▸ **Task data**:

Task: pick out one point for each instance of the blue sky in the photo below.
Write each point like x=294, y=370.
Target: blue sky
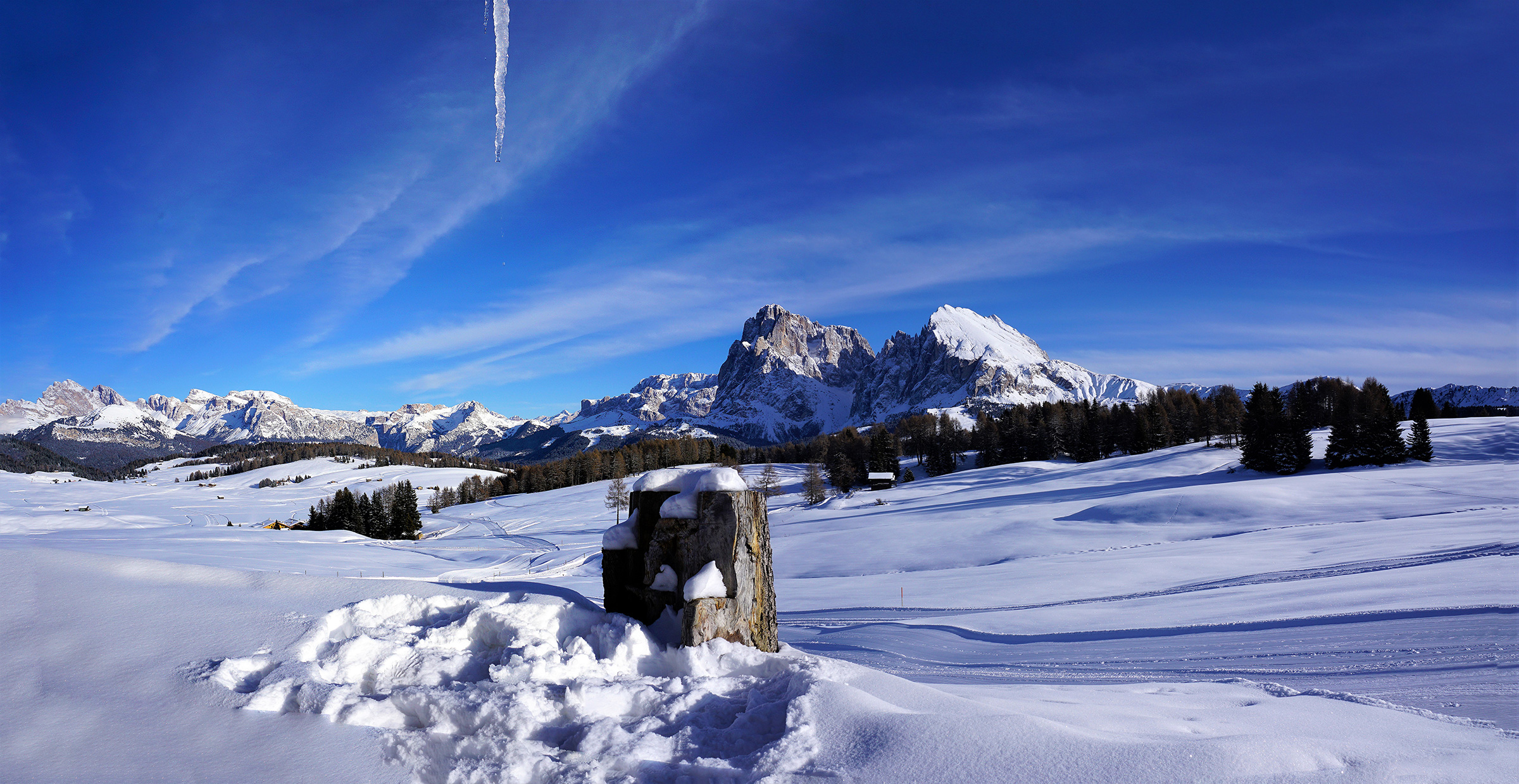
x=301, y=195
==
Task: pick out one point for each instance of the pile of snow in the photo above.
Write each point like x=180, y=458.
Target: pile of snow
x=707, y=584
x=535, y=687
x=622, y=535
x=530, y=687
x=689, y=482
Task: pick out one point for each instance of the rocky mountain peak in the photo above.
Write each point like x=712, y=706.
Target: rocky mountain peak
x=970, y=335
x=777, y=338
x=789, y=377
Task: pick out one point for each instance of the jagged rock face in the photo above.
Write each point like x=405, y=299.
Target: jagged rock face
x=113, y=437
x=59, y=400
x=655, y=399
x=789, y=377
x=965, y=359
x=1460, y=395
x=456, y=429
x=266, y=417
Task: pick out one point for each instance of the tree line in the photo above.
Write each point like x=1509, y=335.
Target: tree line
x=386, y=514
---
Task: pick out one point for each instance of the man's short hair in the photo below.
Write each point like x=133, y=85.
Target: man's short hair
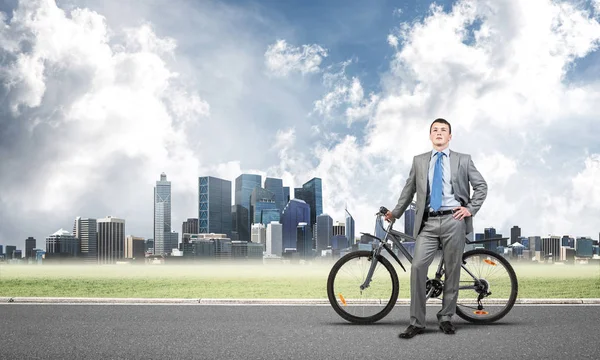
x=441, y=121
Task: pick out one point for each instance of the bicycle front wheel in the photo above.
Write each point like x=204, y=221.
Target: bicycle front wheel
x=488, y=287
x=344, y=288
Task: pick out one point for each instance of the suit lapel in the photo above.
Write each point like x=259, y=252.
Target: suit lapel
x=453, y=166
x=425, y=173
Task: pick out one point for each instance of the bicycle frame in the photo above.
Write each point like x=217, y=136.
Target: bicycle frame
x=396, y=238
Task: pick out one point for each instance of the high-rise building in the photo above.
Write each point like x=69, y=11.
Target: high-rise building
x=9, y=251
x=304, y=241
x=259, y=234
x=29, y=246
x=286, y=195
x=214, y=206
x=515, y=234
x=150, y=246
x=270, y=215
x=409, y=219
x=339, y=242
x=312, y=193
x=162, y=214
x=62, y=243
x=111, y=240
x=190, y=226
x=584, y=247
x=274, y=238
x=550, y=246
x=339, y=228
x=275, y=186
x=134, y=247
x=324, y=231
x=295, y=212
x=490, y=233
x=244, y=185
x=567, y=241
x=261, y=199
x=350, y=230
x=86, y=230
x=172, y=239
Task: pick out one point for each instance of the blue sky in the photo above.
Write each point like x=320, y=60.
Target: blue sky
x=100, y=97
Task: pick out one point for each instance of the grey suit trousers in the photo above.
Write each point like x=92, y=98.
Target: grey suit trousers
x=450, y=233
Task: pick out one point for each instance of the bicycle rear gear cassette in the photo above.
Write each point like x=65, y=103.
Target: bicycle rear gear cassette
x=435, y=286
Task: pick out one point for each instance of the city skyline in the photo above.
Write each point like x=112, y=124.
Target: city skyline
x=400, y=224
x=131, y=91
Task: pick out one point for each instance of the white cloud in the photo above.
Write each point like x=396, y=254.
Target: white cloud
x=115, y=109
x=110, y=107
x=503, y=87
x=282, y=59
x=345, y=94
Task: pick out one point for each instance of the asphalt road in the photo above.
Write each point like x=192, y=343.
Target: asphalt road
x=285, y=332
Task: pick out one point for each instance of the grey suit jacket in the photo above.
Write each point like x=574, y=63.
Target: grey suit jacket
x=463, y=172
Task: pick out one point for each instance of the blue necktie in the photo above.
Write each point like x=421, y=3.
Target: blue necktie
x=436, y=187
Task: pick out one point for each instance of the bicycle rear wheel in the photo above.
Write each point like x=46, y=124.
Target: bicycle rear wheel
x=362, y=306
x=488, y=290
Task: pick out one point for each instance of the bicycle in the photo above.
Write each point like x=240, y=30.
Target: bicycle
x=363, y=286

▸ **Set exercise**:
Render the material from the line with "trousers in the photo above." through the line with "x=285, y=332" as a two-column CSV with the columns input and output. Give one row per entry, with its text under input and its answer under output, each in a single quoted field with line breaks replaced by spaces.

▸ **In response**:
input,output
"Task: pick out one point for each instance of the grey suit trousers in the photo above. Write each point like x=92, y=98. Target: grey suit trousers","x=450, y=233"
"Task: pick out one point for each instance of the bicycle rear gear cassette in the photo above. Write each point like x=65, y=103. Target: bicycle rear gear cassette","x=435, y=286"
"Task: pick out one point for each instance of the city skyline in the photo above. Write each point like x=112, y=124. Target: city skyline","x=400, y=224 x=131, y=91"
"Task: pick out one point for each instance of the white cloud in the photo above. Write each point like x=396, y=254. Target: white cloud","x=115, y=109 x=110, y=107 x=503, y=87 x=282, y=59 x=345, y=94"
"Task: pick out one point for each instance of the asphalt road in the photo above. Write each point like x=192, y=343. Target: asphalt road","x=285, y=332"